Exercise prompt →
Print out each record, keeping it identical to the original.

Information given →
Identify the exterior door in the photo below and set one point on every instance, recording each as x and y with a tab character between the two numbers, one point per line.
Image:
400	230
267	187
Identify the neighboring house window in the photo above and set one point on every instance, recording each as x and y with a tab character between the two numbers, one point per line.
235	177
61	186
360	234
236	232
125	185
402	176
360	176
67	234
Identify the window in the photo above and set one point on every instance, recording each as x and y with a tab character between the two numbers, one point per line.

Answer to this problem →
Identify the exterior door in the photo below and set one point on every instance, recording each as x and y with a tab character between the two numbers, one point per line.
Image:
400	230
267	187
Identify the neighboring house window in the photo above and set one point on every instance, recording each as x and y with a tab character between the two numbers, one point per line.
235	177
61	186
360	234
236	232
125	185
402	176
360	176
67	234
Identify the window in the photo above and set one point on every instance, recording each as x and y with a tab character between the two numbers, one point per line.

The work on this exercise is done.